━━━ Data supplied ━━━
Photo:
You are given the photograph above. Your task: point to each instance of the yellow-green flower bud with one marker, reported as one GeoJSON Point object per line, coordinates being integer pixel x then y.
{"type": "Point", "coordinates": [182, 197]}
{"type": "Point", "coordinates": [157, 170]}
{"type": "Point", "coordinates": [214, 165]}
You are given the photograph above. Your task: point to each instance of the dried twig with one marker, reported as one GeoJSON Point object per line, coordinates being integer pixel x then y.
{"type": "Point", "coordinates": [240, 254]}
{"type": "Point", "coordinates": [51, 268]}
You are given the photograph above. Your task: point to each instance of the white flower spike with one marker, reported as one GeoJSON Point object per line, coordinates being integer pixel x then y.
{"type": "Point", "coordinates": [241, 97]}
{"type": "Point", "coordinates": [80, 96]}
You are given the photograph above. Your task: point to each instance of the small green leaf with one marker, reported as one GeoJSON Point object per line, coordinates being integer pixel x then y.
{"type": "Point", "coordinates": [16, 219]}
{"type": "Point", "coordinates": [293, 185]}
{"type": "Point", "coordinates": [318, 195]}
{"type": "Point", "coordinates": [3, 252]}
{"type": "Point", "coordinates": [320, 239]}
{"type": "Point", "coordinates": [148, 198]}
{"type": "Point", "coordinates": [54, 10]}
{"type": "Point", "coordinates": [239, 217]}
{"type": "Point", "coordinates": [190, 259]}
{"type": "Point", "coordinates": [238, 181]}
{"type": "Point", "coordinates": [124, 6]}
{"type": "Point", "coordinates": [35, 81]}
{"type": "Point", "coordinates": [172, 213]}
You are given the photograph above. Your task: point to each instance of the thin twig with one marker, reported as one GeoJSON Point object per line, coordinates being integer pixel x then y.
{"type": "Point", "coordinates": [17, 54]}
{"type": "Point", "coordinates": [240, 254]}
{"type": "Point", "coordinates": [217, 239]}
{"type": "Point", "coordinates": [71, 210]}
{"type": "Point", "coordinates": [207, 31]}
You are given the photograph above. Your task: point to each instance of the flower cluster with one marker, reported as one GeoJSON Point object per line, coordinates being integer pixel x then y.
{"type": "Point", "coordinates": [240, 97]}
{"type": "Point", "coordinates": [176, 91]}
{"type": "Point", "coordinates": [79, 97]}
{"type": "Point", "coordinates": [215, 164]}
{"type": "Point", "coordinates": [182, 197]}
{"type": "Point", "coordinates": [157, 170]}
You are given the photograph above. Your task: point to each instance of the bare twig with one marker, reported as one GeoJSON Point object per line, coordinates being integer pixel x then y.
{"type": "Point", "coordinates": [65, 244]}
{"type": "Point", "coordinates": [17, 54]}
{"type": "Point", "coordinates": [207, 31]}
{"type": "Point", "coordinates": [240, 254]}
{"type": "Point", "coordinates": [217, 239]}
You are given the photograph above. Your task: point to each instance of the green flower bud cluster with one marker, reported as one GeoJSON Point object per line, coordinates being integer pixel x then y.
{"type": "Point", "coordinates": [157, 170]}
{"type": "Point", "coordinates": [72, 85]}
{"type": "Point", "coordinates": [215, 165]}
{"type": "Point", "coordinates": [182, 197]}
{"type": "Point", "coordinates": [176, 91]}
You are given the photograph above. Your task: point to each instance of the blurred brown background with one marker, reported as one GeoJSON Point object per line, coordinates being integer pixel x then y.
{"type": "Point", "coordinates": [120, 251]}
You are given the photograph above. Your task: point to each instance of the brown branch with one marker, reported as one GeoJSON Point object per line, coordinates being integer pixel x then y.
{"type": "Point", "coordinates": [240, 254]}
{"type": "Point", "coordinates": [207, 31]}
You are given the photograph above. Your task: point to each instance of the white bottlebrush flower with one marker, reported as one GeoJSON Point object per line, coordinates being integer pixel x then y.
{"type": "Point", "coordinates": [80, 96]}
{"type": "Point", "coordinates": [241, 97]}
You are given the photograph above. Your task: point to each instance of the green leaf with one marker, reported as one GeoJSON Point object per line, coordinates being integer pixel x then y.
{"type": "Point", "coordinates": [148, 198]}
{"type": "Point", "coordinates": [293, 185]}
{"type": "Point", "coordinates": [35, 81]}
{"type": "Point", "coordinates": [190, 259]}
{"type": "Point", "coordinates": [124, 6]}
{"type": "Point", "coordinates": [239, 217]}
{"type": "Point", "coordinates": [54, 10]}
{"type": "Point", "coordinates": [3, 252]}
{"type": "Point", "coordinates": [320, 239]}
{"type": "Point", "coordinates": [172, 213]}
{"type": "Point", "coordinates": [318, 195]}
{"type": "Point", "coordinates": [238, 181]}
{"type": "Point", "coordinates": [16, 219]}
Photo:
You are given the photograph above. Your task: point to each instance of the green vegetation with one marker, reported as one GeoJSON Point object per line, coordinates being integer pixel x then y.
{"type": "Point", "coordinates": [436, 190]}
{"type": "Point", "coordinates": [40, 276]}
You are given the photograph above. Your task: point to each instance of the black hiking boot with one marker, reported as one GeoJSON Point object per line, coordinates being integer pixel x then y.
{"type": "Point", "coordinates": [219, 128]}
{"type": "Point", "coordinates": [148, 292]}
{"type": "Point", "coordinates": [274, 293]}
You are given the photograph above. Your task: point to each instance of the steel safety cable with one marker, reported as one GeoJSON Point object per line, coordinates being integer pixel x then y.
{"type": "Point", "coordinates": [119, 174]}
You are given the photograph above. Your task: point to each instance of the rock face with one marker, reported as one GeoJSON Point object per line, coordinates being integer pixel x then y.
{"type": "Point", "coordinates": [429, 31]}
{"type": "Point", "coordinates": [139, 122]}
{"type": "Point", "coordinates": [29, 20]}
━━━
Exercise brief: Set down the entries above again, word for word.

Response to the task:
Photo:
You are given the photograph above. Your task: point to each instance of the yellow-green flower bud with one marker, reported as one GeoJSON Point object per line, coordinates being integer pixel x then y.
{"type": "Point", "coordinates": [182, 197]}
{"type": "Point", "coordinates": [157, 170]}
{"type": "Point", "coordinates": [214, 165]}
You are given the photograph above. Your task: point to each instance of the dried twig with one marker, reported as one GeoJSON Point object per line, coordinates being integer pixel x then y.
{"type": "Point", "coordinates": [240, 254]}
{"type": "Point", "coordinates": [51, 268]}
You are given the photograph above. Your task: point to each instance of the white flower spike with one marker, reported as one GeoJSON Point object per line, coordinates being integer pixel x then y.
{"type": "Point", "coordinates": [241, 97]}
{"type": "Point", "coordinates": [80, 96]}
You are given the photograph above. Your task: point to each instance of the small green leaf with one marker, reported as one GeoJSON Point object per line, coordinates being integer pixel x then y.
{"type": "Point", "coordinates": [16, 219]}
{"type": "Point", "coordinates": [293, 185]}
{"type": "Point", "coordinates": [318, 195]}
{"type": "Point", "coordinates": [3, 252]}
{"type": "Point", "coordinates": [320, 239]}
{"type": "Point", "coordinates": [148, 198]}
{"type": "Point", "coordinates": [54, 10]}
{"type": "Point", "coordinates": [239, 217]}
{"type": "Point", "coordinates": [190, 259]}
{"type": "Point", "coordinates": [238, 181]}
{"type": "Point", "coordinates": [124, 6]}
{"type": "Point", "coordinates": [35, 81]}
{"type": "Point", "coordinates": [172, 213]}
You are given the photograph above. Your task: point to each instance of the thin twig with one marker, reported as one GeoJSON Point object per line, coordinates being integer pixel x then y.
{"type": "Point", "coordinates": [17, 54]}
{"type": "Point", "coordinates": [240, 254]}
{"type": "Point", "coordinates": [217, 239]}
{"type": "Point", "coordinates": [71, 210]}
{"type": "Point", "coordinates": [207, 31]}
You are given the photograph above. Your task: point to each instance of the flower cluster with one marker, reported as one GeoJSON Point object per line, coordinates being integer pixel x then y.
{"type": "Point", "coordinates": [240, 97]}
{"type": "Point", "coordinates": [176, 91]}
{"type": "Point", "coordinates": [79, 97]}
{"type": "Point", "coordinates": [215, 164]}
{"type": "Point", "coordinates": [182, 197]}
{"type": "Point", "coordinates": [157, 170]}
You are given the photograph above. Your task: point to each instance of the bare twig with one marker, reported as one GeoJSON Point object per line, coordinates being integer pixel x then y.
{"type": "Point", "coordinates": [65, 244]}
{"type": "Point", "coordinates": [17, 54]}
{"type": "Point", "coordinates": [207, 31]}
{"type": "Point", "coordinates": [240, 254]}
{"type": "Point", "coordinates": [217, 239]}
You are given the photograph above. Your task: point to each instance of the green flower bud cluster with one marker, reported as one GeoJSON Point object per line, coordinates being integer pixel x then y.
{"type": "Point", "coordinates": [157, 170]}
{"type": "Point", "coordinates": [72, 85]}
{"type": "Point", "coordinates": [215, 165]}
{"type": "Point", "coordinates": [182, 197]}
{"type": "Point", "coordinates": [176, 91]}
You are given the photograph above. Your task: point to each instance of the blurred brown background with one marker, reported as one GeoJSON Point object per line, coordinates being integer pixel x then y.
{"type": "Point", "coordinates": [120, 251]}
You are given the photograph above. Your task: point to each instance of the brown branch with one marker, reported as one GeoJSON Point object per line, coordinates being integer pixel x then y.
{"type": "Point", "coordinates": [240, 254]}
{"type": "Point", "coordinates": [207, 31]}
You are given the photograph above. Your task: point to each instance of the white bottlebrush flower with one marker, reported as one GeoJSON Point object per line, coordinates being integer pixel x then y.
{"type": "Point", "coordinates": [80, 96]}
{"type": "Point", "coordinates": [241, 97]}
You are given the photograph above. Your task: point to each instance of the green leaf with one marker, reported as one GeoJSON Point object per line, coordinates being integer pixel x then y.
{"type": "Point", "coordinates": [148, 198]}
{"type": "Point", "coordinates": [293, 185]}
{"type": "Point", "coordinates": [35, 81]}
{"type": "Point", "coordinates": [190, 259]}
{"type": "Point", "coordinates": [124, 6]}
{"type": "Point", "coordinates": [239, 217]}
{"type": "Point", "coordinates": [54, 10]}
{"type": "Point", "coordinates": [3, 252]}
{"type": "Point", "coordinates": [320, 239]}
{"type": "Point", "coordinates": [172, 213]}
{"type": "Point", "coordinates": [318, 195]}
{"type": "Point", "coordinates": [238, 181]}
{"type": "Point", "coordinates": [16, 219]}
Photo:
You are given the photograph above. Your task: point to each instance of the green vegetation with one marker, reported as one GeoJSON Point object per line, coordinates being integer pixel x then y.
{"type": "Point", "coordinates": [436, 190]}
{"type": "Point", "coordinates": [40, 276]}
You are given the photograph above. Your task: point to each instance of the black hiking boot with one marker, reported as one GeoJSON Point object per line, coordinates being integer pixel x then y.
{"type": "Point", "coordinates": [219, 128]}
{"type": "Point", "coordinates": [148, 292]}
{"type": "Point", "coordinates": [274, 293]}
You are given the photograph above. Your task: point to each instance of the steel safety cable with one marker, reported as one GeoJSON Point object per line, coordinates being integer pixel x then y.
{"type": "Point", "coordinates": [119, 174]}
You are given the photograph above. Your task: point to each instance of the rock face with one marker, reported as one GeoJSON Point object per line, coordinates being integer pixel x then y.
{"type": "Point", "coordinates": [429, 31]}
{"type": "Point", "coordinates": [139, 122]}
{"type": "Point", "coordinates": [29, 20]}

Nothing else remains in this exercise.